(DATASET EXCERPTS begins)

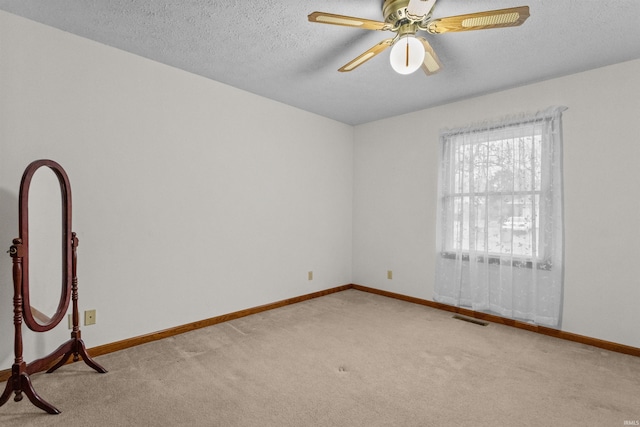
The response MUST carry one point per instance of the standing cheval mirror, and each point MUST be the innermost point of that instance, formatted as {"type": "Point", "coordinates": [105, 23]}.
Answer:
{"type": "Point", "coordinates": [39, 300]}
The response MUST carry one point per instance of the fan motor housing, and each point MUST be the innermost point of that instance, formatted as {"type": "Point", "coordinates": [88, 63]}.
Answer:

(DATASET EXCERPTS ends)

• _PROBLEM TO WORK ON_
The word is "instance". Copy every line above where it appears.

• _RESPONSE AREA_
The response MUST carry one point per instance of the standing cheval mirror, and each point MUST be the innermost point of that instance, formatted as {"type": "Point", "coordinates": [105, 23]}.
The response MUST carry one point per instance of the fan motor housing, and each point MUST be the innermost point of that instance, formatted as {"type": "Point", "coordinates": [88, 63]}.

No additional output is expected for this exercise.